◆ Goal ◆
Could you continue the article on tourism in Santa Catarina, picking up right after its last sentence?

◆ Given text ◆
Tourism in Santa Catarina: Small State, Huge Diversity

Santa Catarina is is one of the smallest States in Brazil but it’s a destination that offers a great diversity of touristic activities, from the famous Sun & Sea segment with its beautiful beaches, to cultural tourism for example.
 

tourism santa catarina

Tourism in Santa Catarina: Small State, Huge Diversity

In terms of Sun and Sea, Santa Catarina´s most famous and most frequented destination is the capital of Florianopolis, which sits one part on the mainland and one part on the island of Santa Catarina. Florianopolis is well-known for its quality of life, being the Brazilian capital city with the highest HDI.

Billed by Valdir Rubens Walendowsky, President of Santur (Santa Catarina Tourism), as “a small State with a huge diversity”, there is no doubt that Santa Catarina is a veritable Garden of Eden. Even though, as Walendowsky admits, it is “one of the smallest, even maybe the smallest State of Brazil, accounting for only 1.2% of Brazilian territory” it is already the “destination that caters to the most market segments in Brazil”, and having just won Brazilian Travel Magazine´s Award for Best in Travel and Tourism for the sixth consecutive year, it is increasingly expanding into new areas and attracting new tourist markets all of which offers more opportunities not only for tourists but also for investors.

◆ Material supplied ◆
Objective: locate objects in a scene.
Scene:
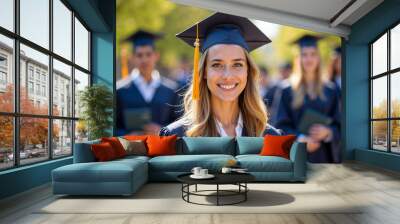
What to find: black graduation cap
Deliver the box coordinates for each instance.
[335,46,342,54]
[176,12,271,52]
[125,30,163,48]
[293,34,322,48]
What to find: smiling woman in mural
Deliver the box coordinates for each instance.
[276,34,341,163]
[160,13,280,136]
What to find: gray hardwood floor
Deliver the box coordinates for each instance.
[0,162,400,224]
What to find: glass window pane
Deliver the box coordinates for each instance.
[75,69,89,117]
[20,0,49,48]
[372,121,387,151]
[19,117,49,164]
[372,76,387,118]
[75,18,89,70]
[53,0,72,60]
[52,59,72,117]
[390,72,400,118]
[0,34,14,112]
[0,0,14,31]
[0,116,14,170]
[75,120,89,143]
[390,24,400,69]
[390,120,400,153]
[372,34,387,75]
[19,44,49,115]
[53,120,72,157]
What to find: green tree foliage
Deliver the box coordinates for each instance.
[79,84,113,139]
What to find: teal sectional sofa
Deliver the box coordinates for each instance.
[52,137,307,195]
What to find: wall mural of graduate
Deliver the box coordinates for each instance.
[117,30,178,135]
[117,0,341,163]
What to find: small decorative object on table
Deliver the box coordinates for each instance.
[177,173,255,206]
[221,159,247,173]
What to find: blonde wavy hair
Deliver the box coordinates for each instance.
[289,53,325,109]
[180,49,268,137]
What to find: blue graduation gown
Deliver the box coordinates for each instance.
[117,80,178,136]
[160,120,282,137]
[275,82,341,163]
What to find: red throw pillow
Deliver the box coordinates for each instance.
[260,135,296,159]
[90,142,117,162]
[124,135,147,142]
[146,135,177,156]
[101,137,126,158]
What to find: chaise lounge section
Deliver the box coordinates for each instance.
[52,137,307,195]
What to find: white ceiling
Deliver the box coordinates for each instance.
[172,0,383,37]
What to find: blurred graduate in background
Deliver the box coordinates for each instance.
[328,47,342,99]
[117,30,178,136]
[276,35,341,163]
[160,13,280,137]
[262,62,292,125]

◆ Written answer ◆
Joceli Cintra, Partner and Director of Açoriana Tourism, divides tourism in Santa Catarina into 7 main segments. The first one, logically is Sun and Sea Tourism which she admits is Santa Catarina´s “cash cow” and Walendowsky confirmed that “the most successful tourism segment in the world is sun and sea. It accounts for 50% of the world’s tourism. This is no different in Brazil and no different in Santa Catarina either.” However as Santa Catarina´s Sun and Sea season only lasts for 4 months, the State has diversified by marketing its other increasingly popular segments. According to Cintra, these include: Business Tourism & Events, “year-round in the State´s main cities”, Cultural Tourism, “especially religious tourism”, Adventure Tourism particularly in “the Santa Catarina mountain range, the Alto Vale Region”, Ecotourism through lifting its “State parks to the accepted standards” in order to offer parks on the same level as “Iguaçu National Park and Yosemite Park in California”, Nautical Tourism, with Santa Catarina having “the capacity to become Latin America´s principal nautical hub”, and Rural Tourism, which is being “pioneered in Brazil”.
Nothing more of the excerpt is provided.